**DOCUMENT SECTION:**
********

Image is of Stepanakert, essentially the capital of Nagorno-Karabakh. It is now a ghost city, and Azerbaijan has recently torn down the parliament building and various other important places. Sourced from this article.


Despite the predictions and assertions of various NATO-aligned commentators that Russia's influence is waning, the opposite generally appears to be occurring. ASEAN has become more strongly aligned with Russia despite claims to the contrary. In Central Asia, there has been a propaganda push to declare that countries there are "emerging from Russia's shadow", while in reality, as Bhadrakumar analyzes, Russia's significant economic growth and ongoing march towards victory in Ukraine is creating opportunities for further integration, not separation, and there are no major political shifts there in terms of Russian ties. And in Niger, Russian soldiers have now entered an airbase which once hosted American soldiers, now kicked out, and generally Russia's diplomacy and economic deals (nuclear power plant construction, military equipment, grain shipments, etc) have accelerated in Africa.

********

**GOALS:**
- a) Pick out every line in the entries below that includes the word "pedal", and copy each one.
- b) Carry the commentary on Russia's international influence forward, starting right after its final sentence.

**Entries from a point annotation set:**
********

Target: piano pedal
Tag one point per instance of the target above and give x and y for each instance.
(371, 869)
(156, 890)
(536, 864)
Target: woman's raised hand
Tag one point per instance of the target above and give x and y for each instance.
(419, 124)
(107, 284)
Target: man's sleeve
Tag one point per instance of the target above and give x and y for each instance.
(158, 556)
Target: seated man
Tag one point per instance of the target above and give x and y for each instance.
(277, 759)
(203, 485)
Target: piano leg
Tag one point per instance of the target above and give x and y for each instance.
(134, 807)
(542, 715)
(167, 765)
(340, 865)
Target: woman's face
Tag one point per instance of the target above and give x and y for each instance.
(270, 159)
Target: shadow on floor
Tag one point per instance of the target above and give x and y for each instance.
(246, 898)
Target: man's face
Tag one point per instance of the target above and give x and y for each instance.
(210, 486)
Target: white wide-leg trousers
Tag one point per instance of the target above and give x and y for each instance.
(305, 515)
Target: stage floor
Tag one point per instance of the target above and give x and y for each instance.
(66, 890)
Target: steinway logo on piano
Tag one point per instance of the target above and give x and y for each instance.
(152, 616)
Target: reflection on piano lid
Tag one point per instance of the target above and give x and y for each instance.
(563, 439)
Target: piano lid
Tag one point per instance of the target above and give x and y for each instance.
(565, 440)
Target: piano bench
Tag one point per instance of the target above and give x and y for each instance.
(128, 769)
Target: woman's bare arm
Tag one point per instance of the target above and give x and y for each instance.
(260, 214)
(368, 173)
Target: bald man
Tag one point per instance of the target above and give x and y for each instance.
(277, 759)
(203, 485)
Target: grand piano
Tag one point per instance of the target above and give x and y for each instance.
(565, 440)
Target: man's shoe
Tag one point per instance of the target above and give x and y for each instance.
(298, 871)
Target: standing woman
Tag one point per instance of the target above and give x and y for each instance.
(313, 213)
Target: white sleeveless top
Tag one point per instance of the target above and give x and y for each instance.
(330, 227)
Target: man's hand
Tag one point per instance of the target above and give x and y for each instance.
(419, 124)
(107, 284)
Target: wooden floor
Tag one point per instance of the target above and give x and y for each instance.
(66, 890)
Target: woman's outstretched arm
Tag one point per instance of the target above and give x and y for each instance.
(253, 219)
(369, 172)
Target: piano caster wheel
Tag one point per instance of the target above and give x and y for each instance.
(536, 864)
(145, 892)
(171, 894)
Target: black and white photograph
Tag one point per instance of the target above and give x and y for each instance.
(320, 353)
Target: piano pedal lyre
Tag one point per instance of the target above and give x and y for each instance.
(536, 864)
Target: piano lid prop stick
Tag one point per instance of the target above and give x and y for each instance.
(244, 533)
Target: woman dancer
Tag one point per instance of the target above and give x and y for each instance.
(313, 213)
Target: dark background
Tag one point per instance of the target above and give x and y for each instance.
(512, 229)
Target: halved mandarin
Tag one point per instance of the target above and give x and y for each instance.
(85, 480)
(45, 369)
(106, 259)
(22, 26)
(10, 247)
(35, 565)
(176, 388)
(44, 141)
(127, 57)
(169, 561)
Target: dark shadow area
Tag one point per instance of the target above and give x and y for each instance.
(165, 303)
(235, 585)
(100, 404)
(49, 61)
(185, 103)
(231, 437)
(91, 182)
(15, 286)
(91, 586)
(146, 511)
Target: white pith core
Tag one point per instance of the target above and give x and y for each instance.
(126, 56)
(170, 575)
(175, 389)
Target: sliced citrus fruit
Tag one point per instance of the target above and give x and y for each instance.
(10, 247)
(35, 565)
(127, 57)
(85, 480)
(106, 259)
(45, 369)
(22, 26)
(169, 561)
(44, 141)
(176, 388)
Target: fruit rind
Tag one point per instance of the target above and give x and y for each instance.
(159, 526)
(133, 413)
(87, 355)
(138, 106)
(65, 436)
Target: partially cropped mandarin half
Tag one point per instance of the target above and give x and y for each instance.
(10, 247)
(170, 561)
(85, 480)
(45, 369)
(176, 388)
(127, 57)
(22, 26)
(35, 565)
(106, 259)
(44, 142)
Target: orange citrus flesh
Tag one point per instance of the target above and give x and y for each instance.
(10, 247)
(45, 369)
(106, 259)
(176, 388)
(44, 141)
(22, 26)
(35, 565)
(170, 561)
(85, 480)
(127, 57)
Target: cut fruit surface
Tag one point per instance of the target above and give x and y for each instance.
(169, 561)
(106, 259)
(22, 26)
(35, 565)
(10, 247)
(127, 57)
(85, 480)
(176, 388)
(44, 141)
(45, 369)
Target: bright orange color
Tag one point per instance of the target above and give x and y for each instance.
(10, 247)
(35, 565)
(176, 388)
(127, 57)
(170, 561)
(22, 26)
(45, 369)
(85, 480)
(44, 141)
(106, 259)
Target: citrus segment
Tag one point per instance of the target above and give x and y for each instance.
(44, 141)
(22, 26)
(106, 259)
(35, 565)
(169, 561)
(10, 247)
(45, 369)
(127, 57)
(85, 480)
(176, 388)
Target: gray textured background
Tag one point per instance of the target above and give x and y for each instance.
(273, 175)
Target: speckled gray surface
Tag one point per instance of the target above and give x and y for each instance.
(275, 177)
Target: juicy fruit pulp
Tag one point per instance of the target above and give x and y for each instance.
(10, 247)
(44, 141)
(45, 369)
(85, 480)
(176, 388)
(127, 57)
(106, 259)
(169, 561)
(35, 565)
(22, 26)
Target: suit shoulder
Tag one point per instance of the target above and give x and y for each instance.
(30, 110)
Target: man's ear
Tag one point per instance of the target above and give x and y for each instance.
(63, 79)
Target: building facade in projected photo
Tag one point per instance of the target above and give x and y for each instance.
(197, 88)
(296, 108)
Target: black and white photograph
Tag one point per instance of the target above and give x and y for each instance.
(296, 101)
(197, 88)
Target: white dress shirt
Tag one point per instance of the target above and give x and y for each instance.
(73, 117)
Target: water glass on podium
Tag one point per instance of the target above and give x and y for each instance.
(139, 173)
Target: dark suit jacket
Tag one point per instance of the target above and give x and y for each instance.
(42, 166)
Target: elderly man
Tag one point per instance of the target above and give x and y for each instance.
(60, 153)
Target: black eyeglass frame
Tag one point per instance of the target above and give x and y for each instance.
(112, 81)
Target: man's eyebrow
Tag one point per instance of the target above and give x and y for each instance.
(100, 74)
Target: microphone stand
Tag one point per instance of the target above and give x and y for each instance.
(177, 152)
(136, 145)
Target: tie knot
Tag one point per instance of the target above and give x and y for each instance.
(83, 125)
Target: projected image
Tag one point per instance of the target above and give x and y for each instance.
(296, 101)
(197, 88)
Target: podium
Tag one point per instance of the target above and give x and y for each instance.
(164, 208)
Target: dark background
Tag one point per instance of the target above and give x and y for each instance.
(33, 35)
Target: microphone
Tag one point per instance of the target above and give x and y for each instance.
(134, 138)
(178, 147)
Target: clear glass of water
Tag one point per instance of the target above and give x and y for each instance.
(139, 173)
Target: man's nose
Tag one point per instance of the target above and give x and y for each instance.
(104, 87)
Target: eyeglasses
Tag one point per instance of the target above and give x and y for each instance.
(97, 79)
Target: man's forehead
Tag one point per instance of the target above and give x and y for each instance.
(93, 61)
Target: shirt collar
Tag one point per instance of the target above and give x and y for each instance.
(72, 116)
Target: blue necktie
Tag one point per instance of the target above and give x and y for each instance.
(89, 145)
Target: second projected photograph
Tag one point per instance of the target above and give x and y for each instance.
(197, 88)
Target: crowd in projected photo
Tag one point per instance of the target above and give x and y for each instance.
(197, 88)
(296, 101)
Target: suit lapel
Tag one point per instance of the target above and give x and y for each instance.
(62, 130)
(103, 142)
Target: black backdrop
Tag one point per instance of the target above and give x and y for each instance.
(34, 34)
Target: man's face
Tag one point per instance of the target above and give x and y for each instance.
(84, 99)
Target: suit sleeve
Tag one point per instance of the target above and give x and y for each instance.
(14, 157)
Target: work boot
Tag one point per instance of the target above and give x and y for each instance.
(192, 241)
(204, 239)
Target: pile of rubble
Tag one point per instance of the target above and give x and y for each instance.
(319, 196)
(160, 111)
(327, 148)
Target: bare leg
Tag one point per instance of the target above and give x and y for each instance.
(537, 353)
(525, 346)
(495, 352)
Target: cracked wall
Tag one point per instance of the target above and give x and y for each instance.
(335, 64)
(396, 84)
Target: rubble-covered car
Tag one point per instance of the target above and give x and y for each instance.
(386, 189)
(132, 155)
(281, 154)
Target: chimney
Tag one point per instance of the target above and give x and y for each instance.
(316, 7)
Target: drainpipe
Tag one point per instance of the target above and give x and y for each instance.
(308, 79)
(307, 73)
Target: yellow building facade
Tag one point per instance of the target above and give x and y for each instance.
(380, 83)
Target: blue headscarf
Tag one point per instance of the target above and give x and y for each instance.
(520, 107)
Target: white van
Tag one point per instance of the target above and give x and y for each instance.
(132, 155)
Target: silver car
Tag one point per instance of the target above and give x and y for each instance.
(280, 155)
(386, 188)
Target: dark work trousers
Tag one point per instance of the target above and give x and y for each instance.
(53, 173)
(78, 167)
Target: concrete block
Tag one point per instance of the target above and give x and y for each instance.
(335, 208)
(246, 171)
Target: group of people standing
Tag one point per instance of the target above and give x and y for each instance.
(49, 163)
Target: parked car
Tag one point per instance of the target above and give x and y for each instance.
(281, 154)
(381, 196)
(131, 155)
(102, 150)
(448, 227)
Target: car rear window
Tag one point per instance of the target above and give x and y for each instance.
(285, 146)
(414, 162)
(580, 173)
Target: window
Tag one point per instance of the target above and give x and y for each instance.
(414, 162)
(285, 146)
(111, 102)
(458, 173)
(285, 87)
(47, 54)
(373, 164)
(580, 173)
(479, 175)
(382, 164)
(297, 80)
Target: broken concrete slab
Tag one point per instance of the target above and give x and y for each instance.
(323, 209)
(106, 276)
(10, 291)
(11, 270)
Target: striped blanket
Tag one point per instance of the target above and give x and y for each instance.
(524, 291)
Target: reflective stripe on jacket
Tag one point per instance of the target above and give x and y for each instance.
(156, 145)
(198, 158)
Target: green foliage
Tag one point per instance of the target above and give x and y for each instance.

********

**ANSWERS BELOW:**
- a)
Target: piano pedal
Target: piano pedal lyre

- b)
Where Russia's influence has actually seemed to decrease (outside of the West, of course) is in Armenia. Nagorno-Karabakh's remarkably rapid collapse in late 2023 demonstrated that Russia was not willing to escalate things in defense of Armenia to fend off Azerbaijan. One hundred thousand Armenians - most but not all of them in the region - fled in advance to avoid mass persecution, which received remarkably little attention by a West which calls itself overwhelmingly concerned with borders changing due to military action as in Ukraine. Since then, Armenia seems to be on some kind of self-annihilating bender, allured by the potential of Western military and economic deals. Armenia froze its membership in the CSTO due to its failure to protect them, and the head of NATO, Stoltenberg, visited the region in March. The West has offered up hundreds of millions of dollars in assistance to Armenia and is helping them "modernize their military"; given the poor track record of Western military equipment in Ukraine, one wonders why they're even bothering. RAND has advocated for a balancing act; America should, in their eyes, realize that they can't entirely remove Russia's influence but nonetheless should make inroads to protect Armenia from Azerbaijan (which is an interesting position given that Israel provided arms to Azerbaijan to help them take Nagorno-Karabakh).

A quick look at Armenia's geographical position reveals the folly of trying to create some kind of Western outpost. With a hostile Azerbaijan to their east, a very unfriendly (albeit NATO member) Turkiye to their west, an ascendant Iran to their south, and Russia not far from the action, there is little hope of doing much more than causing a little chaos in the hopes it'll momentarily distract Russia while it makes inroads most everywhere else on the planet. The political situation appears miserable for Pashinyan, but there isn't really a popular alternative to take the reins. A truly cursed situation.


The COTW (Country of the Week) label is designed to spur discussion and debate about a specific country every week in order to help the community gain greater understanding of the domestic situation of often-understudied nations. If you've wanted to talk about the country or share your experiences, but have never found a relevant place to do so, now is your chance! However, don't worry - this is still a general news megathread where you can post about ongoing events from any country.

The Country of the Week is Armenia! Feel free to chime in with books, essays, longform articles, even stories and anecdotes or rants. More detail here.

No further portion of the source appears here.